[Given passage Boundary: Start]
To avoid such problems, Saenko, along with PhD student Vitali Petsiuk (GRS’24) and postdoctoral researcher Abir Das, designed a second set of experiments, also funded by DARPA, that relied solely on computers. That research paper, RISE: Randomized Input Sampling for Explanation of Black-box Models, was presented on September 4 at the 29th British Machine Vision Conference at Northumbria University.
“This time we didn’t have any humans in the loop,” says Saenko. “Instead, we had another computer program evaluate the first program’s explanations. The experiment works like this: The first program, the neural network, provides an explanation of why it made the decision by highlighting parts of the image that it used as evidence. The second program, the evaluator, uses this to obscure the important parts, and feeds the obscured image back to the first program. If the first program can no longer make the same decision, then the obscured parts were actually important, and the explanation is a good one. However, if it still makes the same decision, even with the obscured regions, then the explanation is judged to be insufficient.”
Which method does a better job of explaining a network’s decision-making process? Saenko is reluctant to pick a winner. “I would say that we don’t know which is better because we need both kinds of evaluations,” she says. “The computer doesn’t have human biases, so it’s a better evaluator in that sense. But we still do the evaluation with humans in the loop because in the end we know how humans interact with the machine.”
The more important question, says Saenko, is this: “Does this type of evaluation increase human trust in neural networks? Does it improve a human experience or improve the performance? Let’s say if you had a self-driving car and it could explain why it is driving a certain way, would it actually help you?
[Given passage Boundary: End]
[Input data Boundary: Start]
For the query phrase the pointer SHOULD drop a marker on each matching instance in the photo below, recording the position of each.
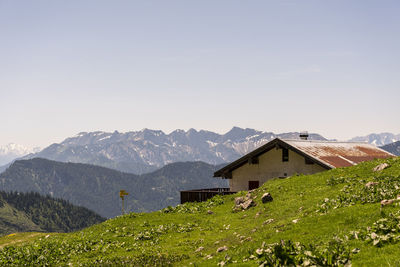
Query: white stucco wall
[Input data Boundary: End]
What this exercise asks:
**A.** Based on the passage about evaluating how neural networks explain their decisions, decide whether each statement agrees with it: (i) the second set of experiments involved human participants; (ii) the RISE paper was presented at the 29th British Machine Vision Conference; (iii) an explanation is judged good when the first program still makes the same decision with the highlighted regions obscured. Answer yes or no for each, and quote the words from the passage that settle it.
**B.** Write the next part of the passage about evaluating how neural networks explain their decisions, starting right after its last sentence.

Answers to this exercise:
**A.**
(i) No: "relied solely on computers"
(ii) Yes: "was presented on September 4 at the 29th British Machine Vision Conference at Northumbria University"
(iii) No: "if it still makes the same decision, even with the obscured regions, then the explanation is judged to be insufficient"

**B.**
“I would say ‘yes,’” says Saenko. “But I would also say we need a lot more research.”
Commenting on this quote: But if you ask a human to evaluate that, the human would say that’s a terrible explanation. The [focus] should be on the woman. But the network actually has a good explanation. It’s just that the model is not making a decision the same way a human would make it. So a biased human might say, ‘That’s not how I would make a decision, so it’s incorrect.’ The human would be wrong.”
That’s a misperception. There are so many misogynist humans that would come to the very same conclusion. They see a kitchen and one of their thoughts might be “women belong to the kitchen”. Why? Because they’ve been trained to associate that. We’re setting some kind of weird gold standard to AI, as if humans and human decision-making processes were perfect and foolproof. But they are not. Humans, just like AI, depend on their training data. It’s just that we humans call it “upbringing” and “social background”. If you train a neural network with images of kitchens that only have women in them, then – OF COURSE – you are creating a mysoginist network. Because your training data was wrong.
If you take a human that doesn’t have any knowledge, and show it a million images of kitchens with women in them, and then ask him to determine the meaning, the human would probably come to a similar conclusion.